**WHAT YOU WILL DO:**
Check each line below for the word "positive", and copy those that have it.

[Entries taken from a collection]

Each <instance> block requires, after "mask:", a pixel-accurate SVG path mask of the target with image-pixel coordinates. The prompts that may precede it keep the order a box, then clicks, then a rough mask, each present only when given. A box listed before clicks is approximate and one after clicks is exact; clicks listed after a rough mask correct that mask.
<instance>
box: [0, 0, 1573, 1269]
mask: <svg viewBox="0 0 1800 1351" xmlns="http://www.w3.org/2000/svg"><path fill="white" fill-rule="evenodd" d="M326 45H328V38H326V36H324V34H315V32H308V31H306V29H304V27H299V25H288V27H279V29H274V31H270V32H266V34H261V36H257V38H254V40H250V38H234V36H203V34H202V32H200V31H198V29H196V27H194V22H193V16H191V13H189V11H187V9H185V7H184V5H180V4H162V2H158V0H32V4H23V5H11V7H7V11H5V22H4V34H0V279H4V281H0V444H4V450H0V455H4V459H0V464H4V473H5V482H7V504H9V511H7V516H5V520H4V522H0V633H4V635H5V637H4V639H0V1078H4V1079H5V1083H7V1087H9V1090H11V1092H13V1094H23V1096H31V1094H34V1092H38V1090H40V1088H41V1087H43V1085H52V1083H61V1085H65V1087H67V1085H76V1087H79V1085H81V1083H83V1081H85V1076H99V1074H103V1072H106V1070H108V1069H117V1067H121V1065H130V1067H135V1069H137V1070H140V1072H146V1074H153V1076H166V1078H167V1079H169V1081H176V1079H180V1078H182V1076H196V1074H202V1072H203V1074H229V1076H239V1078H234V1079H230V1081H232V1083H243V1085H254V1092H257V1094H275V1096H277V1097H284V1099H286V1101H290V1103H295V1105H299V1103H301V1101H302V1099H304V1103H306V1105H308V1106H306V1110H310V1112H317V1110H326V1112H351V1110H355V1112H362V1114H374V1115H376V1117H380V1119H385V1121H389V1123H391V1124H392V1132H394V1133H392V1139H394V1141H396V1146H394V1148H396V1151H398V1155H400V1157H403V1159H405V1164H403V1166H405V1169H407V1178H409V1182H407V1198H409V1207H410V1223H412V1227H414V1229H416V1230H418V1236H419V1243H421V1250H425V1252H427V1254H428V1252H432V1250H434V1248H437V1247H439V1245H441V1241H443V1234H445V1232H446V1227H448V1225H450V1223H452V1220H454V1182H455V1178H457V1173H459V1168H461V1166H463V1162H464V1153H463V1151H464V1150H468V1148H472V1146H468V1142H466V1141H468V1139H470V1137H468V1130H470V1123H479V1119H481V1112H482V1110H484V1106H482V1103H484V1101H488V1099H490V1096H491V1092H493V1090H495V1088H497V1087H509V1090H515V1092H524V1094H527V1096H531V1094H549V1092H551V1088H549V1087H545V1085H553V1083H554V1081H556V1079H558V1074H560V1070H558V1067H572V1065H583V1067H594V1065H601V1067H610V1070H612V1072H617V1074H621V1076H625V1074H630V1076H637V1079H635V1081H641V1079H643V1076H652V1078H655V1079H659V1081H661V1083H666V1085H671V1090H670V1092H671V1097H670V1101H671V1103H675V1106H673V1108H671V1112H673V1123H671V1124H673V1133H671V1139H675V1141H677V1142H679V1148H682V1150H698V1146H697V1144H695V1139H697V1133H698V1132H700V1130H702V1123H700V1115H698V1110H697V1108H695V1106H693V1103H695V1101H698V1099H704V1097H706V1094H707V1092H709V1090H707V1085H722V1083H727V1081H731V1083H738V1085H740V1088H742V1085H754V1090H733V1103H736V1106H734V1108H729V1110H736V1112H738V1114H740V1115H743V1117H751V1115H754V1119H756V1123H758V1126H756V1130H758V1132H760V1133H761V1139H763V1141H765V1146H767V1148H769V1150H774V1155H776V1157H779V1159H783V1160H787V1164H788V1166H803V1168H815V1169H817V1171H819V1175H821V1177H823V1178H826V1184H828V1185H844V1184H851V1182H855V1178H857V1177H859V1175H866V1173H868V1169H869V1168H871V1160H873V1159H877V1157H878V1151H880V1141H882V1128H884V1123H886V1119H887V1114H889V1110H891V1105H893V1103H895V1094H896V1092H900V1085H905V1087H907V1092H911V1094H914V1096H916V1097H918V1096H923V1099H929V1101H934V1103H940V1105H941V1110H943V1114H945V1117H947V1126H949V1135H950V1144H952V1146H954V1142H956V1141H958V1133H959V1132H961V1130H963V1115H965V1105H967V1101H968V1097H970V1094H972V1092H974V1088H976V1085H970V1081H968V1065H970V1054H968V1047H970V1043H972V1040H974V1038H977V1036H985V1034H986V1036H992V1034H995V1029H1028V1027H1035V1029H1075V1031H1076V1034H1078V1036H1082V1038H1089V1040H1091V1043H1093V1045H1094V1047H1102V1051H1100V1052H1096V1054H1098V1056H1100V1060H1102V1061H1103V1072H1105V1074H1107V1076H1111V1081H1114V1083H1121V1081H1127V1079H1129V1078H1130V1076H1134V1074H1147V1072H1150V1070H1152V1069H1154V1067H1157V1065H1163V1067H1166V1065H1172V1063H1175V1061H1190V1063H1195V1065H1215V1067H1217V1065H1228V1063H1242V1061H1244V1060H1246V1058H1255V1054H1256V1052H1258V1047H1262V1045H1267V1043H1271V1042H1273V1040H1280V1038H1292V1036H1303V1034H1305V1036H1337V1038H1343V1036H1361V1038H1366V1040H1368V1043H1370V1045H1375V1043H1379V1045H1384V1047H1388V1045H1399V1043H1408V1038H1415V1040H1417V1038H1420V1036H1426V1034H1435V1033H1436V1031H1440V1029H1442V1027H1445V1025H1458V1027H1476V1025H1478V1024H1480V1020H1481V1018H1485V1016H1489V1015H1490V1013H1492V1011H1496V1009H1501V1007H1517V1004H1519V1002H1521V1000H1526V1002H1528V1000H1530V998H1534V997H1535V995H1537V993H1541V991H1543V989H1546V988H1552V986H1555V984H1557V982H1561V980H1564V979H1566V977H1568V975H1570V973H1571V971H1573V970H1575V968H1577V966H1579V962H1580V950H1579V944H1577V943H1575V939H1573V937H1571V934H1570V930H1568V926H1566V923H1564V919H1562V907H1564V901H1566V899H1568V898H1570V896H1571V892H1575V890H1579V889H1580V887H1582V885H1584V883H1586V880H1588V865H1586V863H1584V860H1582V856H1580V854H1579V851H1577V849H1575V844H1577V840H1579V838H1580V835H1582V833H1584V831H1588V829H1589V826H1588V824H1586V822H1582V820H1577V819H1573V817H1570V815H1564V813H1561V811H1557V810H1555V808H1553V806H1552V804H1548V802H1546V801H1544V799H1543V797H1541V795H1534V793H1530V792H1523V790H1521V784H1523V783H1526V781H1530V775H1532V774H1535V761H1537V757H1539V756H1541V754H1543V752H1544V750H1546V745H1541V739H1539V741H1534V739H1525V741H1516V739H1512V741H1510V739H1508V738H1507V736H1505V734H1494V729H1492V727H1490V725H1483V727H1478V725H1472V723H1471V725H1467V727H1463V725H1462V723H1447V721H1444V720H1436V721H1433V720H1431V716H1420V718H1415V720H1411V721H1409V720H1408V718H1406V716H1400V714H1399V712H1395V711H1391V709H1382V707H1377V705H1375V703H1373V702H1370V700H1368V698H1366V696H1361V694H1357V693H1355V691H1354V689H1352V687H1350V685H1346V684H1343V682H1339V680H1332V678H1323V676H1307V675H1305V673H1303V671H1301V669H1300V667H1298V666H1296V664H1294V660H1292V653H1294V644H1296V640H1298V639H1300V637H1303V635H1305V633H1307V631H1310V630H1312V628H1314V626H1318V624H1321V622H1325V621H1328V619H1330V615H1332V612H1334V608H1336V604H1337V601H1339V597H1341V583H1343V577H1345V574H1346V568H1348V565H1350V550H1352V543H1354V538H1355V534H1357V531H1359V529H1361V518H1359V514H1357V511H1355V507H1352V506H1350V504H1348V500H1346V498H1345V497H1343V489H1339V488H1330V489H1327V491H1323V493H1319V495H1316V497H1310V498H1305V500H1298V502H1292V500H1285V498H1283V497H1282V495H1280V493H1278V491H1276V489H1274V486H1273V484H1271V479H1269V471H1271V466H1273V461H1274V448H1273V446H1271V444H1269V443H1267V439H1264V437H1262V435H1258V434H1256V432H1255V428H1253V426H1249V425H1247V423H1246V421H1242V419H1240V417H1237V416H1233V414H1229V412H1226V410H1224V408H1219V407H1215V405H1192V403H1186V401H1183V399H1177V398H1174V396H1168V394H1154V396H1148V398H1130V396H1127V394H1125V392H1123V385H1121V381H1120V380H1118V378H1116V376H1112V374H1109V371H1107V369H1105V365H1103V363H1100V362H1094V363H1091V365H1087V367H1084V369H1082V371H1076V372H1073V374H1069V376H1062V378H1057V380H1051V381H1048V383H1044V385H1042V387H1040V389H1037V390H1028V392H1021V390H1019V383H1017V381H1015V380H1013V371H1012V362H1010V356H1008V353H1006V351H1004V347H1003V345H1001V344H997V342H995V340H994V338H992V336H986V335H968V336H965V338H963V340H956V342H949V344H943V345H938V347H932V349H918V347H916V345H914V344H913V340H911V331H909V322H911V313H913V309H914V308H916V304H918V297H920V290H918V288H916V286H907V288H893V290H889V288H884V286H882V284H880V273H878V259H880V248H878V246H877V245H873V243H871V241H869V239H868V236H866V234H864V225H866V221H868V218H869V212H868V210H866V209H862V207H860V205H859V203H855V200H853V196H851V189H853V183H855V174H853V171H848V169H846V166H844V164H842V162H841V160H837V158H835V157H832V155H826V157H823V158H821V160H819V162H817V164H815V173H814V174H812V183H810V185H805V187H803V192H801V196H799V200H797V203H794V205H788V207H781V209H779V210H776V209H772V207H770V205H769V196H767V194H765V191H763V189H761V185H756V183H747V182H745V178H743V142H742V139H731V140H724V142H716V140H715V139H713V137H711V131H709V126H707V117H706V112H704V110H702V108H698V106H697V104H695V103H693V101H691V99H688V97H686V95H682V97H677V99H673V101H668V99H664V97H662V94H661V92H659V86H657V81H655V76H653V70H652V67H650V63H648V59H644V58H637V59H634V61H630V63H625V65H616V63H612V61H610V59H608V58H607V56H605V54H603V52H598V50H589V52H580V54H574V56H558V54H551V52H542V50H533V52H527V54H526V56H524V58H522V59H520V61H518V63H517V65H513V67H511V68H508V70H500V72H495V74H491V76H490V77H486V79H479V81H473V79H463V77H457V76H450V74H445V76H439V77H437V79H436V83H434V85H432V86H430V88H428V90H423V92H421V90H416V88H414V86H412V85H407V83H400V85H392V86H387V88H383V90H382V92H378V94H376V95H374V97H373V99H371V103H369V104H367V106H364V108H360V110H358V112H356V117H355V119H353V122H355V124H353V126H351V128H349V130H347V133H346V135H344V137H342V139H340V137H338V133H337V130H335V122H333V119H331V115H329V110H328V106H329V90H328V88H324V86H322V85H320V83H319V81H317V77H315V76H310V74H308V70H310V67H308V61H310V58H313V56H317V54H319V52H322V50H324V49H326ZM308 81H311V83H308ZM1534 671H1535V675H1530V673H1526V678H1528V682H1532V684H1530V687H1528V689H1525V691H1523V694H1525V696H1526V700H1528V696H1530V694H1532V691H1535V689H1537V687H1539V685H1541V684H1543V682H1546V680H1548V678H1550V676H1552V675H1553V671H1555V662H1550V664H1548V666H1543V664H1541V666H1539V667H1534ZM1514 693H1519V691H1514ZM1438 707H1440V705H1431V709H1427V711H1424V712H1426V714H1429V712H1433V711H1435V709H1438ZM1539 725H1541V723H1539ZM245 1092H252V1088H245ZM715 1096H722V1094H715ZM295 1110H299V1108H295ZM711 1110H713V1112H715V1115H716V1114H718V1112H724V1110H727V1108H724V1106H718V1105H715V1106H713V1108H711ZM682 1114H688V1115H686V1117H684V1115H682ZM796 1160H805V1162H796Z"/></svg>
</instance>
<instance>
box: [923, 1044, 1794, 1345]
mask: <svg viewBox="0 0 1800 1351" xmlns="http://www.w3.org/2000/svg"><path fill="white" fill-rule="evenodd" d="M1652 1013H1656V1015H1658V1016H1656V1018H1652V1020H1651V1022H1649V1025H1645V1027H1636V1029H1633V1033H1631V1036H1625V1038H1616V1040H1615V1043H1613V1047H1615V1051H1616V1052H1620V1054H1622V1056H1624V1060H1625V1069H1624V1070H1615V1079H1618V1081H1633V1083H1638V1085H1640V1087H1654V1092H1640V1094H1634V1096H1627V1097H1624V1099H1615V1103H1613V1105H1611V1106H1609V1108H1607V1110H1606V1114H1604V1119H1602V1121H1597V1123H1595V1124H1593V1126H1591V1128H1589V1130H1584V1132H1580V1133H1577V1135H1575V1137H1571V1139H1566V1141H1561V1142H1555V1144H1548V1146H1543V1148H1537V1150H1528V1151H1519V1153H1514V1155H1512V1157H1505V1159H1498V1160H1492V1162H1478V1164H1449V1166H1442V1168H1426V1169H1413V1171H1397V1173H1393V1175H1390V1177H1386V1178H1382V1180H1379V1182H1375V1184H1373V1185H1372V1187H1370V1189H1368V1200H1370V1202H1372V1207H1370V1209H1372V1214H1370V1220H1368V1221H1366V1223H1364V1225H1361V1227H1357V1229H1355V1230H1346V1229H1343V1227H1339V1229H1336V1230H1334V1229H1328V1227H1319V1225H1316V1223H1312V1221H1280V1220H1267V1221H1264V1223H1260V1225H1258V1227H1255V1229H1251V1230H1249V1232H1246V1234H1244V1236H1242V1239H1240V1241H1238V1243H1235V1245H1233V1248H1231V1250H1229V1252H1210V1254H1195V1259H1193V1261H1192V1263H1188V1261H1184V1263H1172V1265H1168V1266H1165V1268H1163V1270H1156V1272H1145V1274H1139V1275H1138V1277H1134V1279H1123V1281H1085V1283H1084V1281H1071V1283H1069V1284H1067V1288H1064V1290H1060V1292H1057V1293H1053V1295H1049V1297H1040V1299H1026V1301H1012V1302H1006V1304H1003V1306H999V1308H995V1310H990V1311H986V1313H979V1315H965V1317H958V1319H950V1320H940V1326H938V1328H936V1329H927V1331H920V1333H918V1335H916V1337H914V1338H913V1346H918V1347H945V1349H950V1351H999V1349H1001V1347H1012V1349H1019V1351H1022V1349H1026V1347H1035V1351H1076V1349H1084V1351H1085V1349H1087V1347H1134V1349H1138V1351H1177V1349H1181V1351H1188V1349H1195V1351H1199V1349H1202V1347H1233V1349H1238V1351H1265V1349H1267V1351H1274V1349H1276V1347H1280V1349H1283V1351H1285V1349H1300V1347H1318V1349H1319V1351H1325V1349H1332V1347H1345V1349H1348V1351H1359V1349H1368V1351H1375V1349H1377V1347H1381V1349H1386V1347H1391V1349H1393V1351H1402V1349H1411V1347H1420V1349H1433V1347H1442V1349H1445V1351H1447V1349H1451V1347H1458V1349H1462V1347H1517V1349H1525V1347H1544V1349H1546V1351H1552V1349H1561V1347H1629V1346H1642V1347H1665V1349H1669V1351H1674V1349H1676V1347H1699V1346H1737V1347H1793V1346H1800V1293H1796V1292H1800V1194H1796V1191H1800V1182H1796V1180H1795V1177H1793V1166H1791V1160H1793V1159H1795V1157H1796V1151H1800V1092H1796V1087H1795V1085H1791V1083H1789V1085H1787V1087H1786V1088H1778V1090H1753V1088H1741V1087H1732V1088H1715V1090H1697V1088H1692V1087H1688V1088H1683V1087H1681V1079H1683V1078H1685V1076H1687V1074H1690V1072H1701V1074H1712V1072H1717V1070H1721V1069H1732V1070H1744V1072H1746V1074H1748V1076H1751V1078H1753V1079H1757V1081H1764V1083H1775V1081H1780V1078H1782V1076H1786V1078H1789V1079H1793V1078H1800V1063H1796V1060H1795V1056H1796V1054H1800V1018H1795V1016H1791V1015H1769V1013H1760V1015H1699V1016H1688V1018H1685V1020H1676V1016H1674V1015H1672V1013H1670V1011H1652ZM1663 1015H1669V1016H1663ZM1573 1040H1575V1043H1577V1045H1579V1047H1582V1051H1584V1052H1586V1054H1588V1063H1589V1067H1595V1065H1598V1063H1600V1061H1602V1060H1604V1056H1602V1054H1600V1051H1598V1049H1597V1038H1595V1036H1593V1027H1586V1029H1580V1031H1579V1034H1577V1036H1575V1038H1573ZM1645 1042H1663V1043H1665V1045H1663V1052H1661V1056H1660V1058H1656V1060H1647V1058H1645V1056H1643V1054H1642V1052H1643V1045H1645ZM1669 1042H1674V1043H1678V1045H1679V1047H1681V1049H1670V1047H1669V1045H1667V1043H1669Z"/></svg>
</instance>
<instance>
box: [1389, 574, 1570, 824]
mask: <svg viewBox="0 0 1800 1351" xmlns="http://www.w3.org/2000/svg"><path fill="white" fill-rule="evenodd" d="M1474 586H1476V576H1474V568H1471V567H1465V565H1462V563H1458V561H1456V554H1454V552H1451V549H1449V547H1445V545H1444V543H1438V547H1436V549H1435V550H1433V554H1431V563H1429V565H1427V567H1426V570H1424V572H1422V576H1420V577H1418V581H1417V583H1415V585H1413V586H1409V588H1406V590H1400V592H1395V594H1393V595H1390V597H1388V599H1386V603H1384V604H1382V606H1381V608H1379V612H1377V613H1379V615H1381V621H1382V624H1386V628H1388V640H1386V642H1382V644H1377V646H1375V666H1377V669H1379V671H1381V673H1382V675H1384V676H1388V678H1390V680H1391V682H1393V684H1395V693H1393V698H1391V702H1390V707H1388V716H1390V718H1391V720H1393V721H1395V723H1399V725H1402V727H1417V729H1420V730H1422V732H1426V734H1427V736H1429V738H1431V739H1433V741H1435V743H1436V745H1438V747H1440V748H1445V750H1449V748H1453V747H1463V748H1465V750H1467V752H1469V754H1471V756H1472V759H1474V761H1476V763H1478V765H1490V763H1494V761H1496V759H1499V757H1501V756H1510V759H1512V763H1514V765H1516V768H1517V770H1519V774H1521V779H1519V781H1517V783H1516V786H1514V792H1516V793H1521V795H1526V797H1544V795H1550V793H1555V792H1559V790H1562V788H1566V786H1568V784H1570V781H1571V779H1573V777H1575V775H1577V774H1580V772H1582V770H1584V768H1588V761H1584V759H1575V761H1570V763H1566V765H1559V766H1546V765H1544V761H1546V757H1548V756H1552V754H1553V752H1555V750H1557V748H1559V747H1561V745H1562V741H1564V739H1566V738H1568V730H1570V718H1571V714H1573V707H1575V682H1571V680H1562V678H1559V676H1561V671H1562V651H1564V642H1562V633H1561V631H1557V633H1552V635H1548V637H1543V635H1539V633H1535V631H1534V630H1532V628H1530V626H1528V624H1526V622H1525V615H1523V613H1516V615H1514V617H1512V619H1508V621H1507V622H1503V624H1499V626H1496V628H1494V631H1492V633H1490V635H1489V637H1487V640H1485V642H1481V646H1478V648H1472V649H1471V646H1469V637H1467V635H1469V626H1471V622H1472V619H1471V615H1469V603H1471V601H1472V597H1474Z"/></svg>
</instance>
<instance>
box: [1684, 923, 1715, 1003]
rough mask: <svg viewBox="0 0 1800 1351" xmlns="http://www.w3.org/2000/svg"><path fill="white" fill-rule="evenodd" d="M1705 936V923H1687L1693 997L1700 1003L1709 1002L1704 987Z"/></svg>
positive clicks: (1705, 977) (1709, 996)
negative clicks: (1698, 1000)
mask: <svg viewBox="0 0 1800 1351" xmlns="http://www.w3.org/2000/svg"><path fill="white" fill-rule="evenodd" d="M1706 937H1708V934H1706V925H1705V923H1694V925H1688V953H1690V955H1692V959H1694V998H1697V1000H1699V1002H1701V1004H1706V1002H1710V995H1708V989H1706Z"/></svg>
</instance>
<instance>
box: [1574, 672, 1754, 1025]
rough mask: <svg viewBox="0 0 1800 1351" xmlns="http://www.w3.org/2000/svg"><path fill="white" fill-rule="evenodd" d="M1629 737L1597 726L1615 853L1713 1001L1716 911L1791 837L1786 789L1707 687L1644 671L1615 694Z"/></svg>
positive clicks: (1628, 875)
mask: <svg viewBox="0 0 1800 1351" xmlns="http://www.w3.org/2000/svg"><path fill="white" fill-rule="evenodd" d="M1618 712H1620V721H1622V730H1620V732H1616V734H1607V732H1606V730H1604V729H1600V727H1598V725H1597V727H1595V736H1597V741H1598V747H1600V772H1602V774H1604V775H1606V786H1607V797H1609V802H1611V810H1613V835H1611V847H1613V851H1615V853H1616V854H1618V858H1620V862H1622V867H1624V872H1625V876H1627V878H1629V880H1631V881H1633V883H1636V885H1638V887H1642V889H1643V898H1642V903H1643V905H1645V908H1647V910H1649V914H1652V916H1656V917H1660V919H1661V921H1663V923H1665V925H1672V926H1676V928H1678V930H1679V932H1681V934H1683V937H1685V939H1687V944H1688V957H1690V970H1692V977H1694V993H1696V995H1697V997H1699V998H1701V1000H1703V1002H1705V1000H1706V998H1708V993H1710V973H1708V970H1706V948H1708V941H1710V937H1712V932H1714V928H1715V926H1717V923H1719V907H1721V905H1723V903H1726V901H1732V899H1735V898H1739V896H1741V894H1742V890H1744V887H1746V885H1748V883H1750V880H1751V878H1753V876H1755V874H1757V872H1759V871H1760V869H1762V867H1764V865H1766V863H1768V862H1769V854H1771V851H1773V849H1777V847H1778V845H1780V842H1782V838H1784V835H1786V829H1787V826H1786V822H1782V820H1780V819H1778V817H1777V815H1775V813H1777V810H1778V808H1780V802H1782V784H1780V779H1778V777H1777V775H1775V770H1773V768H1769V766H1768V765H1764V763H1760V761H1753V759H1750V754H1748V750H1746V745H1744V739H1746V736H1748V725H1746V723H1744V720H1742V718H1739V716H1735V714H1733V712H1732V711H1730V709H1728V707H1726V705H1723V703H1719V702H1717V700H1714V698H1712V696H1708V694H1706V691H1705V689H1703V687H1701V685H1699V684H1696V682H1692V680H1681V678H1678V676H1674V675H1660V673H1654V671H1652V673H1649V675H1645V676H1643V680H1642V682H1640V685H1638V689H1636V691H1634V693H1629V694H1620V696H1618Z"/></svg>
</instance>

**FINISHED EXERCISE:**
positive clicks: (1705, 977) (1709, 996)
positive clicks: (1628, 875)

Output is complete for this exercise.